» Offene Aufgaben:
1. Übersetzen Sie aus dem Text über die Pest als Metapher den Satz „Die Zeit wird immer knapper, die richtigen Entscheidungen zu treffen.“ ins Englische.
2. Setzen Sie den Text über die Pest als Metapher fort, und zwar im Anschluss an seinen letzten Satz.

Was bleibt ist die Hoffnung, dass alles noch einmal gut geht. Dass der technische Fortschritt Fahrt aufnimmt und sich unsere Unzulänglichkeit in Luft auflöst, weil wir Mittel haben, ihr zu begegnen. Oder aber die romantische Vorstellung einer globalen Wiedervereinigung, in der wir alle am selben Strang ziehen, um uns aus dem Sumpf zu befreien und endlich Frieden zu erlangen. Doch wir wissen aus unserer Geschichte, wie alles weiter geht. Der Mensch hat kein Gen der Erinnerung, das die Erfahrung der Generationen vererbbar macht. Er muss sich alles neu aneignen. Nichts wird ihm geschenkt. Die Zeit wird immer knapper, die richtigen Entscheidungen zu treffen. Je mehr wir wissen, umso größer wird die Besorgnis darüber, was in der Zukunft droht, ob wir der Aufgabe noch gerecht werden oder uns die Zeit einfach wegläuft und wir uns unserm Schicksal ergeben müssen.
Als Resümee bleibt mir nur der Schluss, die Pest nicht als eine Bedrohung zu betrachten, die uns von außen droht, sondern als eine Tatsache unseres Wesens. Die Pest ist eine Metapher dafür. Wir sind nicht nur frei, sondern haben unsere Freiheit selbst verpestet und uns dann in Quarantäne geschickt, weil wir glauben, uns nur so selbst schützen zu können. Wenn der Mensch wirklich, für alles, was er tut oder eben nicht tut, verantwortlich ist, dann eben auch für das, was er ist, die dialektische Synthese von Unabhängigkeit und Abhängigkeit, Freiheit und Unfreiheit, Gut und Böse, Krieg und Frieden, Gleichheit und Ungleichheit, Leid und Freude ...

» Bereitgestellte Daten:

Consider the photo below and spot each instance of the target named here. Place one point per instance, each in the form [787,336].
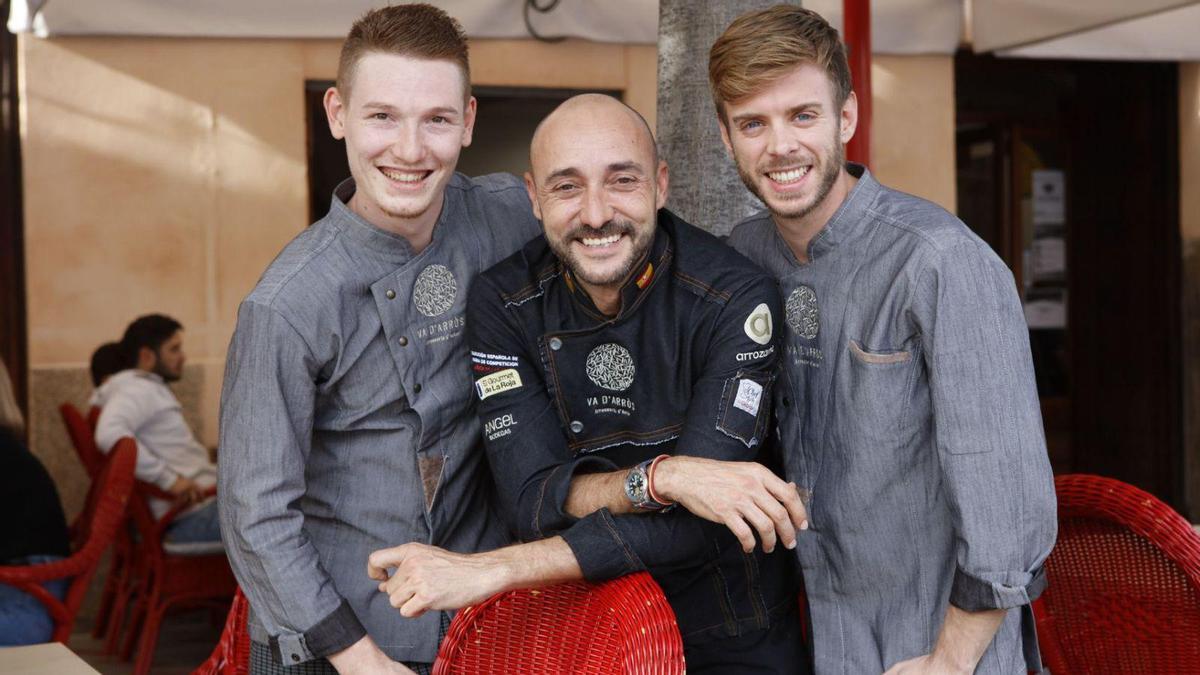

» Ergebnisse je Aufgabe:
1. Time to make the right decisions is growing ever shorter.

2.
Die dialektische Einheit von Gut und Böse kennen wir schon, es ist die Vernunft und wir tragen sie in uns. Die dialektische Einheit von Leid und Freude ist die Liebe, oder das liebevolle Miteinader, das es uns ermöglicht Frieden zu schließen. So sind wir gut gerüstet, die dialektische Einheit von Abhängigkeit und Unabhängigkeit oder Freiheit und Unfreiheit Wirklichkeit werden zu lassen. Aber das wird nur funktionieren, wenn wir nicht auf die gleiche alles verändernde Wiedervereinigung warten, sondern sie aktiv umsetzen.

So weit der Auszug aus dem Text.